PROBLEM DESCRIPTION
Return every line of the entries below exactly as it appears, covering all of the entries, and leave out the pictures.
=== INFORMATION PROVIDED ===
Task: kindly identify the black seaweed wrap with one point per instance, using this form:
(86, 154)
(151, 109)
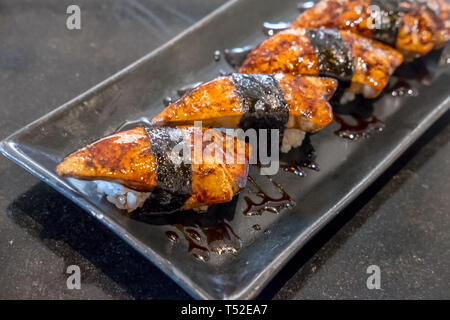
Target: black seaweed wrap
(334, 58)
(173, 180)
(263, 100)
(387, 32)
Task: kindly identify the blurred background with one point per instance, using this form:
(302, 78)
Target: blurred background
(400, 223)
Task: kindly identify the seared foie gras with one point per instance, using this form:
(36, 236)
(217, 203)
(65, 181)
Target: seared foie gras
(348, 57)
(146, 166)
(269, 101)
(413, 27)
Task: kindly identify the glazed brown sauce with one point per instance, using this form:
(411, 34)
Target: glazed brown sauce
(402, 88)
(267, 202)
(304, 159)
(271, 28)
(202, 241)
(256, 227)
(359, 128)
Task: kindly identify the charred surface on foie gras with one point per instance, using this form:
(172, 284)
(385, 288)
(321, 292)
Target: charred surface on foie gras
(264, 106)
(174, 177)
(222, 102)
(334, 59)
(413, 27)
(292, 51)
(128, 158)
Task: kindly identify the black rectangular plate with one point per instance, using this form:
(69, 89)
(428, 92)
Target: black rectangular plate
(346, 167)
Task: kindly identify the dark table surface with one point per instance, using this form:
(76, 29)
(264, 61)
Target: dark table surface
(401, 223)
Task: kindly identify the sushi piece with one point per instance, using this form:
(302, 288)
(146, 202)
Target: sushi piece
(363, 64)
(143, 167)
(413, 27)
(293, 104)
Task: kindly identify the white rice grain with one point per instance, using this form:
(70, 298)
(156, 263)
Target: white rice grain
(122, 197)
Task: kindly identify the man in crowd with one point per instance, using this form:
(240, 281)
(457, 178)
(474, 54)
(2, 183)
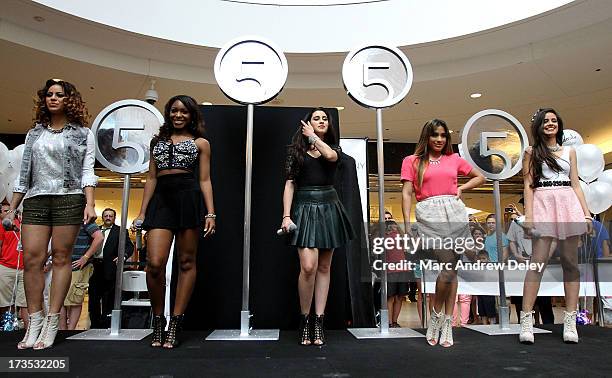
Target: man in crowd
(88, 242)
(102, 281)
(491, 242)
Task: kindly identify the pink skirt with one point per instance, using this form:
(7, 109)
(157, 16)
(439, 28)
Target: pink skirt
(557, 212)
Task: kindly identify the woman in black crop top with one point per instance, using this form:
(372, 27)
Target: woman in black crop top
(172, 206)
(311, 203)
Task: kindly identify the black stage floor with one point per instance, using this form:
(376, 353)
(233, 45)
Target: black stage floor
(473, 354)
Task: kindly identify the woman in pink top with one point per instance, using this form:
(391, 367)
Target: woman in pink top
(431, 174)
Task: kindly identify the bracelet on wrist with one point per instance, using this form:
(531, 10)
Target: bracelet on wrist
(313, 139)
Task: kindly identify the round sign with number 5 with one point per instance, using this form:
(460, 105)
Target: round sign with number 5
(123, 132)
(251, 70)
(494, 142)
(377, 76)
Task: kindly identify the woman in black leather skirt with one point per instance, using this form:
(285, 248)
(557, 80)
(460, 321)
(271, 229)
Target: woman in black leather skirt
(311, 203)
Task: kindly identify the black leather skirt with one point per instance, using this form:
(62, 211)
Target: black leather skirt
(321, 219)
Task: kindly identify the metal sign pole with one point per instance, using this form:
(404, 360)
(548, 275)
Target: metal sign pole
(384, 311)
(504, 313)
(127, 126)
(505, 126)
(245, 314)
(378, 76)
(116, 314)
(238, 65)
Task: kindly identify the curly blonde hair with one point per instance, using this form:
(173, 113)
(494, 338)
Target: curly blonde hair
(74, 106)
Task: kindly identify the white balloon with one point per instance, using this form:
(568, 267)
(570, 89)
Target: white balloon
(585, 190)
(590, 162)
(3, 157)
(606, 176)
(600, 197)
(571, 138)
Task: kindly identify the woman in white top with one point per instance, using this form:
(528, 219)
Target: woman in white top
(555, 208)
(56, 183)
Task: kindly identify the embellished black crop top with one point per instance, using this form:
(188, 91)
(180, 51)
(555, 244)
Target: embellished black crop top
(183, 155)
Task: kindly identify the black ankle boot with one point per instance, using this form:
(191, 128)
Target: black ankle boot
(176, 323)
(159, 325)
(304, 332)
(319, 334)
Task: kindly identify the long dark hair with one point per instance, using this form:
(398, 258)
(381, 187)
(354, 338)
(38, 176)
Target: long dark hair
(540, 152)
(422, 148)
(196, 124)
(299, 143)
(74, 106)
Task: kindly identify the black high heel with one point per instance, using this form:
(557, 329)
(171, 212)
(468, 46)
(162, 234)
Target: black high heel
(319, 334)
(305, 334)
(159, 324)
(176, 323)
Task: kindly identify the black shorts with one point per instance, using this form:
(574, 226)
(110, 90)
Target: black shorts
(177, 203)
(54, 210)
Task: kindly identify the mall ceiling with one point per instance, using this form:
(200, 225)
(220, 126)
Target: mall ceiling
(562, 58)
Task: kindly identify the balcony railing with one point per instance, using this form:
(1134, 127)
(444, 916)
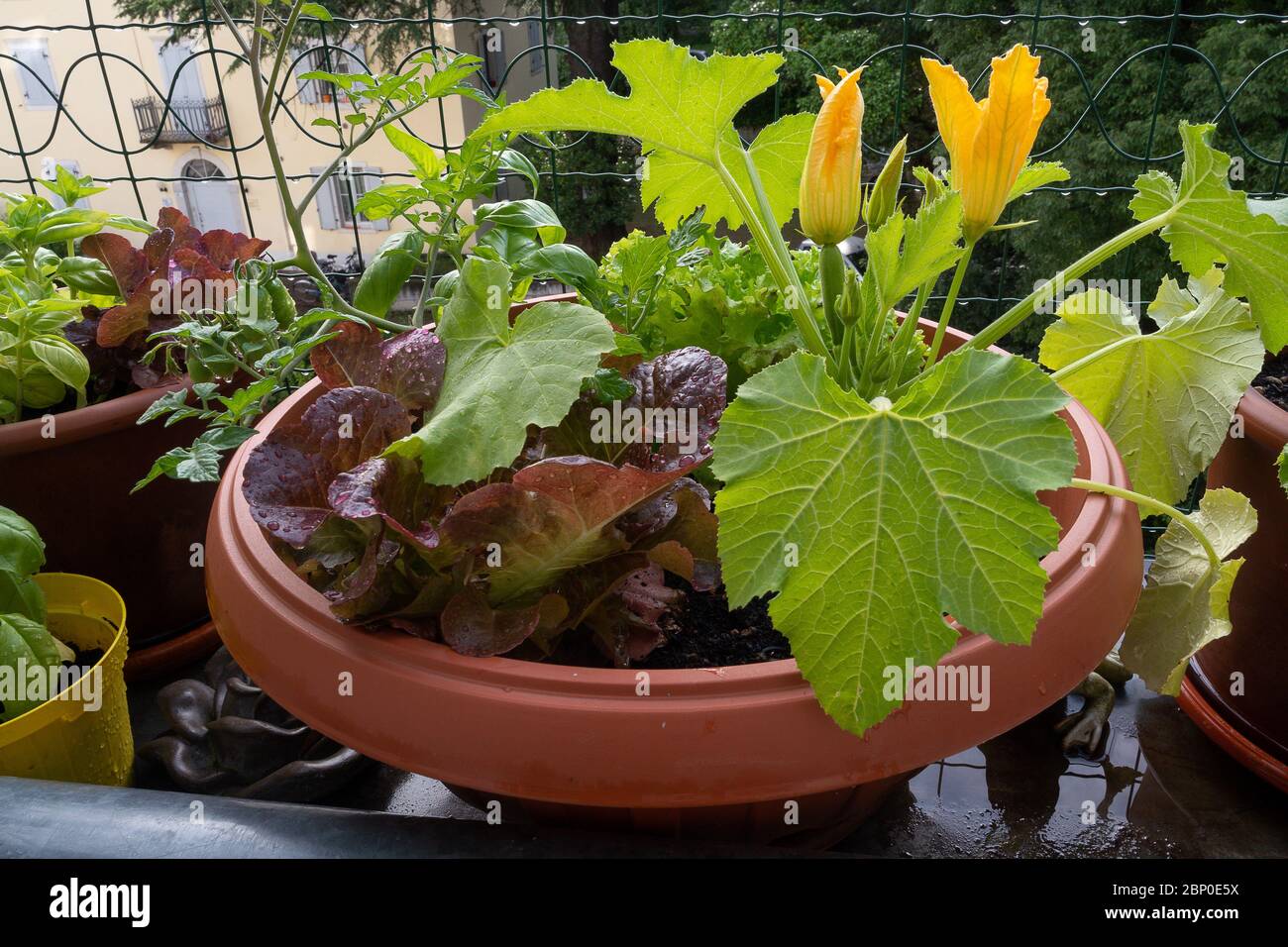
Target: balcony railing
(188, 120)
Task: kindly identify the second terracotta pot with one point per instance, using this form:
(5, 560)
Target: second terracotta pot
(71, 476)
(728, 753)
(1241, 676)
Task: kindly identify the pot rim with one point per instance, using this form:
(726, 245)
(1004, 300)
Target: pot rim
(404, 654)
(1263, 420)
(82, 423)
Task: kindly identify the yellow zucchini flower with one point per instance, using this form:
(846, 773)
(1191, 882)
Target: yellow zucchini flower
(988, 142)
(829, 196)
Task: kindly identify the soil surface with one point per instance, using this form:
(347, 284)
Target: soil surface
(709, 634)
(1273, 379)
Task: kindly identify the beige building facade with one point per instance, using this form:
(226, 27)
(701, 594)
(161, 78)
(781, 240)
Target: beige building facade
(112, 80)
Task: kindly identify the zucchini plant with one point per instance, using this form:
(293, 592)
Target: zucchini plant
(26, 643)
(906, 483)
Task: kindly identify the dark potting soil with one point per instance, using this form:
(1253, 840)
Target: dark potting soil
(708, 634)
(1273, 379)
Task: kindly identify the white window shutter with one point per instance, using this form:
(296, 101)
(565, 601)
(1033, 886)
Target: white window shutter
(369, 179)
(327, 211)
(33, 56)
(308, 88)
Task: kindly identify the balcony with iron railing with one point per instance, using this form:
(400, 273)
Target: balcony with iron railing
(187, 120)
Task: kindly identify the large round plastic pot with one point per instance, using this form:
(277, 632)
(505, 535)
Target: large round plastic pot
(713, 753)
(82, 735)
(71, 475)
(1241, 676)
===
EXERCISE RESULT
Task: kindly identify the black seaweed wrap with one point per instance, using this form:
(86, 154)
(151, 109)
Target: black seaweed wrap
(334, 58)
(173, 180)
(263, 100)
(387, 32)
Task: kindly identify the blurred background with one point per instance, using this form:
(302, 78)
Target: blurred background
(400, 223)
Task: kindly identify the seared foie gras with one point per instance, using this form:
(36, 236)
(217, 203)
(65, 181)
Target: seared foie gras
(348, 57)
(146, 166)
(269, 101)
(413, 27)
Task: kindly identify the glazed brown sauce with one point per instance, using this form:
(411, 34)
Target: glazed brown sauce
(402, 88)
(267, 202)
(304, 159)
(271, 28)
(202, 241)
(256, 227)
(359, 128)
Task: kindly identify the charred surface on foie gras with one point per instance, using this form:
(172, 284)
(385, 288)
(321, 292)
Target: charred surface on foie gras
(264, 106)
(174, 177)
(222, 102)
(334, 59)
(413, 27)
(292, 51)
(128, 158)
Task: kindly identify the black rectangular plate with one point per instance, using this form:
(69, 89)
(428, 92)
Target: black rectangular plate
(346, 167)
Task: kindly identify the dark table surface with one point per instance, using this form:
(76, 29)
(264, 61)
Target: dark table surface
(401, 223)
Task: kindly identify the sushi piece with one point per instance, using this form:
(302, 288)
(146, 202)
Target: sushi piece
(363, 64)
(143, 167)
(413, 27)
(293, 104)
Task: kindly identify the white rice grain with one point per instance, using this form:
(70, 298)
(156, 263)
Target: white rice grain
(122, 197)
Task: kindly identify the man in crowd with one point per instance, using this form:
(240, 281)
(457, 178)
(474, 54)
(2, 183)
Target: man in crowd
(88, 242)
(102, 281)
(491, 242)
Task: kindly identify the pink skirt with one point per instance, using this form:
(7, 109)
(157, 16)
(439, 28)
Target: pink skirt
(557, 212)
Task: kindly identify the woman in black crop top with one point per instance, using this form:
(372, 27)
Target: woman in black crop top
(172, 206)
(311, 203)
Task: kindly identify the black stage floor with one point per instance, using this form:
(376, 353)
(233, 45)
Target: black stage floor
(473, 354)
Task: kindly identify the woman in pink top with one point per instance, using this form:
(391, 367)
Target: woman in pink top
(431, 174)
Task: kindly identify the bracelet on wrist with one point per instance, using this form:
(531, 10)
Target: bracelet on wrist
(313, 139)
Task: kindly identify the round sign with number 5 with one point per instance, using this form:
(460, 105)
Target: round sign with number 5
(123, 132)
(251, 70)
(494, 142)
(377, 76)
Task: kindly identify the woman in black leather skirt with one point per instance, using this form:
(285, 248)
(557, 80)
(460, 321)
(271, 229)
Target: woman in black leather skirt
(311, 203)
Task: kindly identify the black leather skirt with one point per instance, using this form:
(62, 211)
Target: black leather skirt
(321, 219)
Task: kindly identify the metal sign pole with one point per instance, using this form:
(404, 360)
(548, 275)
Target: metal sign pole
(384, 311)
(504, 313)
(127, 126)
(505, 126)
(245, 314)
(378, 76)
(116, 314)
(238, 65)
Task: kindly identify the curly blonde hair with one point per instance, using this form:
(173, 113)
(494, 338)
Target: curly blonde hair
(74, 106)
Task: kindly identify the white balloon with one point per instance, using this form:
(568, 267)
(570, 89)
Target: white balloon
(585, 190)
(590, 162)
(3, 157)
(606, 176)
(600, 197)
(571, 138)
Task: kindly identify the woman in white top with one point per instance, using this form:
(528, 219)
Target: woman in white top
(555, 208)
(56, 183)
Task: kindly identify the embellished black crop top with one point per instance, using this form:
(188, 91)
(180, 51)
(555, 244)
Target: embellished black crop top
(183, 155)
Task: kindly identify the black ankle boot with one point per instance, using this form:
(191, 128)
Target: black ankle boot
(176, 323)
(159, 325)
(304, 332)
(319, 334)
Task: kindly identify the long dark hair with one point per instance, using this form:
(398, 258)
(381, 187)
(354, 338)
(38, 176)
Target: long dark hair
(540, 152)
(422, 148)
(196, 124)
(299, 143)
(74, 106)
Task: kindly identify the black high heel with one point per instance, using this form:
(557, 329)
(171, 212)
(468, 46)
(162, 234)
Target: black high heel
(319, 334)
(305, 334)
(159, 324)
(176, 323)
Task: kindly identify the black shorts with one point per instance, using this form:
(574, 226)
(110, 90)
Target: black shorts
(177, 203)
(54, 210)
Task: kindly identify the mall ceiling with one point per instance, using this form:
(200, 225)
(220, 126)
Target: mall ceiling
(562, 58)
Task: kindly identify the balcony railing with one point per instance, using this form:
(1134, 127)
(444, 916)
Target: balcony railing
(188, 120)
Task: kindly identify the second terracotta pot with one point per instance, using this form:
(5, 560)
Target: second terracotta pot
(71, 476)
(728, 753)
(1241, 676)
Task: kindly identify the pot rim with one point per instance, using this form:
(726, 245)
(1004, 300)
Target: pot rim
(404, 654)
(1263, 420)
(82, 423)
Task: kindly identify the yellow zucchini flower with one point per instance, using this form:
(846, 773)
(1191, 882)
Target: yellow zucchini flower
(988, 142)
(829, 196)
Task: kindly identify the soil surface with one point per instance, using this form:
(347, 284)
Target: soil surface
(709, 634)
(1273, 379)
Task: kindly identify the beige building facade with one point per instance, using this form:
(226, 27)
(701, 594)
(161, 78)
(781, 240)
Target: beige building facade
(112, 80)
Task: kindly identify the zucchini plant with one point per instance, using this form:
(293, 592)
Target: zucchini plant
(26, 643)
(906, 483)
Task: kindly identify the dark potting soil with one point per instance, using this form:
(1253, 840)
Target: dark potting soil
(708, 634)
(1273, 379)
Task: kindly identify the white window shutter with one point per instance, using this form:
(296, 101)
(565, 601)
(1033, 886)
Target: white window shutter
(369, 179)
(327, 211)
(33, 56)
(308, 88)
Task: kindly identify the balcony with iron railing with one point per instance, using this form:
(400, 273)
Target: balcony with iron railing
(187, 120)
Task: kindly identify the large round plastic pot with one point per instance, using this form:
(277, 632)
(505, 535)
Target: large round plastic pot
(713, 753)
(82, 735)
(71, 475)
(1241, 676)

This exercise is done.